==== SOURCE EXTRACT

Germany identified three more cases of the lethal H5N1 strain of bird flu in swans on Tuesday, bringing the total number of wild birds infected to nine, but authorities said they had not changed their risk assessment.
The Friedrich Loeffler animal disease institute said the three swans were found near Leipzig in the eastern state of Saxony. Nine wild birds -- eight swans and a Canada goose -- had now been confirmed as H5N1 cases, it added.

"The new cases from Saxony do not change anything yet in our risk assessment," Thomas Mettenleiter, president of the institute, said in a statement.

The above comments increase the number of confirmed H5N1 infections near Leipzig and highlight the multi-focal nature of the H5N1 outbreaks in Germany and The Czech Republic.  A map of the confirmed cases in OIE reports from the Czech Republic and Germany is here.  These confirmed cases, along with the three cases described above, form a triangle in the heart of Western Europe.  Additional wild bird deaths in the Czech Republc are under investigation.

The multi-focal appearance of H5N1 in western Europe in June is consistent with the widespread outbreaks in western Europe in February, 2006.  In both time periods, wild bird migration was minimal, and the vast majority of cases were in non-migratory birds.  These data support an endemic condition, which is sporadically detected by a surveillance program in need of a significant upgrade.

Poor surveillance was clear when all countries in western Europe failed to detect H5N1 migration into the region in the fall of 2005.  H5N1 was reported in the Volga Delta, the Danube Delta, and western Turkey in 2005.  It was also present in the Nile Delta in December, 2005, but was not reported until the fall of 2006 because low levels blunted initial sequencing attempts.  Moreover, the sequence in the healthy teal in Egypt matched sequences subsequently found in Austria, further supporting an earlier introduction into western Europe.

In addition to failing to detect H5N1 in the fall of 2005, detection of H5N1 between June of 2006 and June of 2007 has been minimal.  Although it is not clear why H5N1 is now being detected, the continued presence of H5N1 in the region is clear.

Sequence data on the new isolates will be useful.

========

PARTS OF THE EXERCISE:
a. Output the passage of the bird flu report from "Poor surveillance was" up to and including "will be useful.".
b. Using the bird flu report, decide whether each statement agrees with it, answering yes or no and quoting the deciding words: (i) The three newly confirmed swans were found near Leipzig in Saxony. (ii) All nine confirmed wild bird cases were swans. (iii) H5N1 in the Nile Delta was reported in December 2005.
c. Condense the paragraph of the bird flu report beginning "Poor surveillance was clear" into a bulleted list that keeps its main facts.
The data that follow have no connection to the bird flu report.

==== DATA BELOW

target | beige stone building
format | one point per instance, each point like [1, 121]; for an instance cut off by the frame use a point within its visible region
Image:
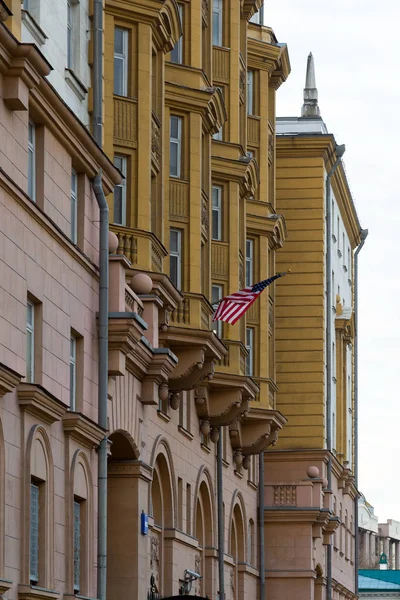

========

RESPONSES PER TASK:
a.
Poor surveillance was clear when all countries in western Europe failed to detect H5N1 migration into the region in the fall of 2005.  H5N1 was reported in the Volga Delta, the Danube Delta, and western Turkey in 2005.  It was also present in the Nile Delta in December, 2005, but was not reported until the fall of 2006 because low levels blunted initial sequencing attempts.  Moreover, the sequence in the healthy teal in Egypt matched sequences subsequently found in Austria, further supporting an earlier introduction into western Europe.

In addition to failing to detect H5N1 in the fall of 2005, detection of H5N1 between June of 2006 and June of 2007 has been minimal.  Although it is not clear why H5N1 is now being detected, the continued presence of H5N1 in the region is clear.

Sequence data on the new isolates will be useful.

b.
(i) Yes: "the three swans were found near Leipzig in the eastern state of Saxony"
(ii) No: "Nine wild birds -- eight swans and a Canada goose -- had now been confirmed as H5N1 cases"
(iii) No: "It was also present in the Nile Delta in December, 2005, but was not reported until the fall of 2006"

c.
- Poor surveillance was clear when all western European countries failed to detect H5N1 migration into the region in fall 2005.
- In 2005, H5N1 was reported in the Volga Delta, the Danube Delta, and western Turkey.
- H5N1 was present in the Nile Delta in December 2005, but low levels blunted initial sequencing, so it was not reported until fall 2006.
- The sequence from a healthy teal in Egypt matched sequences later found in Austria, further supporting an earlier introduction into western Europe.